Copy out the lines below word for word, omitting the pictures.

# Input rows start

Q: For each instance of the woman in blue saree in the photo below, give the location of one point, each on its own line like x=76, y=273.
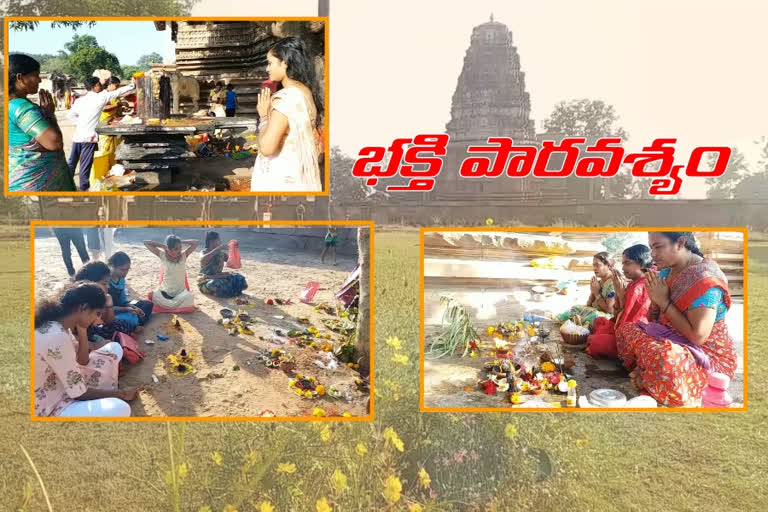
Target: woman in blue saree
x=36, y=160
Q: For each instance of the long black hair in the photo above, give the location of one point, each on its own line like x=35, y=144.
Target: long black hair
x=690, y=240
x=93, y=271
x=640, y=254
x=118, y=259
x=210, y=236
x=172, y=241
x=300, y=67
x=68, y=301
x=20, y=64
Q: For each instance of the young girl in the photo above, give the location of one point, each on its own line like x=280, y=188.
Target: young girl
x=289, y=145
x=213, y=280
x=602, y=294
x=70, y=380
x=331, y=239
x=135, y=313
x=99, y=272
x=631, y=305
x=172, y=293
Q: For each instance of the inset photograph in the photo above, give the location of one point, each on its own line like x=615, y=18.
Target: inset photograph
x=583, y=319
x=242, y=322
x=146, y=106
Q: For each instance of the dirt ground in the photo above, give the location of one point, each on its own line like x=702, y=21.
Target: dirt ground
x=195, y=172
x=229, y=379
x=445, y=379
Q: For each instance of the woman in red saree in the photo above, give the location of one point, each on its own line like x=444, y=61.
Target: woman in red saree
x=632, y=302
x=687, y=338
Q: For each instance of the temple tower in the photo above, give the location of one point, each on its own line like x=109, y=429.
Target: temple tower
x=490, y=100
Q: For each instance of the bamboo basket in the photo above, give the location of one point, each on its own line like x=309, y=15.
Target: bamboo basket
x=574, y=339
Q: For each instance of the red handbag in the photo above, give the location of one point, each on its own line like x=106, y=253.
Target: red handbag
x=131, y=351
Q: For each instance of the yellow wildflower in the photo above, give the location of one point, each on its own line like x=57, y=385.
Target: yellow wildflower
x=339, y=481
x=285, y=467
x=547, y=367
x=391, y=436
x=400, y=359
x=322, y=505
x=392, y=489
x=424, y=479
x=394, y=342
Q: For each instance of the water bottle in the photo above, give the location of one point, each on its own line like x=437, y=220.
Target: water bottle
x=716, y=393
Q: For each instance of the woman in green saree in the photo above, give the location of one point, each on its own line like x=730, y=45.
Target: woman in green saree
x=36, y=160
x=602, y=296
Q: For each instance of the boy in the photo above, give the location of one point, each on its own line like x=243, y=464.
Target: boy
x=86, y=112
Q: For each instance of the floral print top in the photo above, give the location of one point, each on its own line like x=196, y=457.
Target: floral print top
x=58, y=378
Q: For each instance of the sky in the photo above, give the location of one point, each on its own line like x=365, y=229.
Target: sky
x=128, y=40
x=694, y=70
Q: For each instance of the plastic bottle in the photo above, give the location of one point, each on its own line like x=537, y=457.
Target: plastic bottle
x=570, y=400
x=716, y=393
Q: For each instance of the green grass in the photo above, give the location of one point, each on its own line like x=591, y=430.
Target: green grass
x=574, y=462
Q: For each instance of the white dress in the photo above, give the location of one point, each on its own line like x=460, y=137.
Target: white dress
x=295, y=168
x=174, y=285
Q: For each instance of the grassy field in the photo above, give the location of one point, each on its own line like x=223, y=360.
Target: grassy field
x=499, y=461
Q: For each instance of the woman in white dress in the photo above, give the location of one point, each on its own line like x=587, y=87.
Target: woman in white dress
x=289, y=145
x=172, y=294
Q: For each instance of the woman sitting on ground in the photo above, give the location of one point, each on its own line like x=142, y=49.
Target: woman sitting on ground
x=172, y=294
x=631, y=305
x=71, y=380
x=601, y=297
x=213, y=280
x=98, y=272
x=135, y=313
x=687, y=338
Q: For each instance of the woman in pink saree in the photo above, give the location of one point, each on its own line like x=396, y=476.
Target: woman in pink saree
x=632, y=302
x=686, y=337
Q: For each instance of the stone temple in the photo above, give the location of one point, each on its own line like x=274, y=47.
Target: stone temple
x=491, y=100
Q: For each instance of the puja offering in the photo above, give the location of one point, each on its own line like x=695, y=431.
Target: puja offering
x=574, y=333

# Input rows end

■ **Written answer**
Q: For each instance of the woman in blue saree in the photo below, give the location of one point, each on its own line like x=76, y=273.
Target: woman in blue saree
x=36, y=160
Q: For each instance of the long black hair in the photo above, give the location of one point, each on its own line like x=35, y=144.
Target: long black hair
x=690, y=240
x=93, y=271
x=640, y=254
x=118, y=259
x=210, y=236
x=172, y=241
x=300, y=67
x=68, y=301
x=20, y=64
Q: For each instance of the young girl in the photo above, give the location of one point, each on its own line like x=280, y=188.
Target: young girl
x=289, y=145
x=213, y=280
x=602, y=294
x=70, y=380
x=331, y=239
x=135, y=313
x=99, y=272
x=631, y=305
x=172, y=293
Q: For each instance of the inset photograph in the photo above, give the location of one point, each on its own line like x=615, y=18.
Target: inset photograph
x=583, y=319
x=242, y=322
x=146, y=106
Q: For each instance of the dirt ground in the photo above, give the location of one point, each on its own line like x=702, y=21.
Target: dirt ground
x=195, y=172
x=229, y=379
x=445, y=379
Q: For each instance of the woman in red saree in the photo above, give the location of one point, each on its own line like x=444, y=61.
Target: woman in red saree
x=632, y=302
x=687, y=338
Q: For each instance of the temple tower in the photo above, give the location of one point, each on its own line like x=109, y=429.
Target: temple tower
x=490, y=100
Q: For each instance of the bamboo basket in the photo above, give the location of one point, each on its own line like x=309, y=15.
Target: bamboo basket
x=574, y=339
Q: For each instance of the red handbag in the photo above, give the location of one point, each on its own line like x=106, y=253.
Target: red handbag
x=131, y=351
Q: For each instance of the yellow wildflower in the photo above, give the location of one point, each on its own line like x=57, y=385.
Target: yellow wildflower
x=339, y=481
x=285, y=467
x=547, y=367
x=391, y=436
x=400, y=359
x=322, y=505
x=392, y=489
x=424, y=479
x=394, y=342
Q: For each instance of the water bottle in the photo above, give the location of one point, each on its own line like x=437, y=220.
Target: water bottle
x=716, y=393
Q: For each instance of the woman in green saree in the photo above, give the location of one point, each on its own line like x=730, y=45.
Target: woman in green saree
x=36, y=160
x=602, y=296
Q: For each instance of the boy in the photo above, give the location of one point, each on its own line like x=243, y=464.
Target: boy
x=86, y=112
Q: For each instance of the floral print top in the photo above, give the location of one point, each on its own line like x=196, y=457.
Target: floral print top
x=58, y=378
Q: For each instance of the sky in the photo above, give the location of one point, each on its own line like x=365, y=229.
Target: sky
x=128, y=40
x=694, y=70
Q: For each instance of the plastic bottle in the photo above, give the location of one point, each on its own line like x=537, y=457.
Target: plastic bottle
x=570, y=400
x=716, y=393
Q: For each instance of the green grass in the photo above, give the location of one point, each on its own line like x=591, y=430.
Target: green grass
x=574, y=462
Q: For each instance of the white dress in the photo above, give the location of one point, each on its own line like x=460, y=137.
Target: white dress
x=295, y=168
x=174, y=285
Q: For each instance of the grassy field in the photo above, give the location of one point, each on its own line like x=223, y=360.
Target: grassy field
x=499, y=461
Q: For each instance of the woman in white dress in the photo above, give the location of one point, each on its own line like x=587, y=87.
Target: woman in white dress
x=289, y=145
x=172, y=294
Q: For each instance of the woman sitting on ground in the photo above, give the location of one point, each on its own line like x=142, y=49.
Target: woman sitting on ground
x=172, y=294
x=631, y=305
x=71, y=380
x=601, y=297
x=213, y=280
x=98, y=272
x=135, y=313
x=687, y=338
Q: For each instance of the woman in pink saree in the photo above, give the location of one point, each on its own line like x=396, y=476.
Target: woman in pink saree
x=632, y=302
x=686, y=337
Q: For each instance of the stone temple in the photo above, give the location of one point, each on its own line like x=274, y=47.
Target: stone temple
x=491, y=100
Q: For each instance of the puja offering in the photo above, give the location of one point, each on its own line like x=695, y=431.
Target: puja offering
x=574, y=333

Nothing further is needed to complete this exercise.